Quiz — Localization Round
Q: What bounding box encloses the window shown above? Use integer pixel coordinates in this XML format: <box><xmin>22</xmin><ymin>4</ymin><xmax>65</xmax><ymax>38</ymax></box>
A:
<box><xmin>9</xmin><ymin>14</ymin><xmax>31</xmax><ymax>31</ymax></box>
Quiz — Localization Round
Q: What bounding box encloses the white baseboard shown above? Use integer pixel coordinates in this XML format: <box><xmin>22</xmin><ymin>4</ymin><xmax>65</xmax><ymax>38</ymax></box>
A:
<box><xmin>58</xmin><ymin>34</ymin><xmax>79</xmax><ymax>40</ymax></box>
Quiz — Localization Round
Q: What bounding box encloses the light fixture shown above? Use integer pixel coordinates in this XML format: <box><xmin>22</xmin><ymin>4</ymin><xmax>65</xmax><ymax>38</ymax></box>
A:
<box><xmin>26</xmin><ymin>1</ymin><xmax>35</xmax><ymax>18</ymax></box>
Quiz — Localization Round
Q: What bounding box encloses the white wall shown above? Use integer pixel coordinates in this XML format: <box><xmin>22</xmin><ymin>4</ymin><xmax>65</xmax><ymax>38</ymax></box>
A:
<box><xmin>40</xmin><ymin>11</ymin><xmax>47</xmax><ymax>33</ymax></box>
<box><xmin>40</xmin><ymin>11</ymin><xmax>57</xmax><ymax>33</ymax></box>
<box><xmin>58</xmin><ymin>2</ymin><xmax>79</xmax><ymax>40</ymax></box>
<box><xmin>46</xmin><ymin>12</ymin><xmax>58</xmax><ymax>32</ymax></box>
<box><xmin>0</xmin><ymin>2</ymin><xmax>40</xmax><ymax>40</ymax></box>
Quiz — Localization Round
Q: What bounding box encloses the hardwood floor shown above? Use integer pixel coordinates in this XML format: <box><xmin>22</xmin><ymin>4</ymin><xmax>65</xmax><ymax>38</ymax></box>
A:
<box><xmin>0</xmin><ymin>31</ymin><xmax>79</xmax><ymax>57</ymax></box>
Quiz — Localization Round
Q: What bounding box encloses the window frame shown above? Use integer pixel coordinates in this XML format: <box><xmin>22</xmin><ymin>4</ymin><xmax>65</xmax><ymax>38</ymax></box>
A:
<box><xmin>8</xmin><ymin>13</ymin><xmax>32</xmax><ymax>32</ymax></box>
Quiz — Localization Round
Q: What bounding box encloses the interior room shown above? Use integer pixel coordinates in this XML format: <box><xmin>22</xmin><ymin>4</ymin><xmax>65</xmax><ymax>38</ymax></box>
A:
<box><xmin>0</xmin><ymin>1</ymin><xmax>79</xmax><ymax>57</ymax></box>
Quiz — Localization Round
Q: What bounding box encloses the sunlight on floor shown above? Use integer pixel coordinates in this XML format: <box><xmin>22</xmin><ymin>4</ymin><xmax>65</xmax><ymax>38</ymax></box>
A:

+-------+

* Objective
How many lines of the material contain the word "white"? Reply with the number alone.

* Full solution
2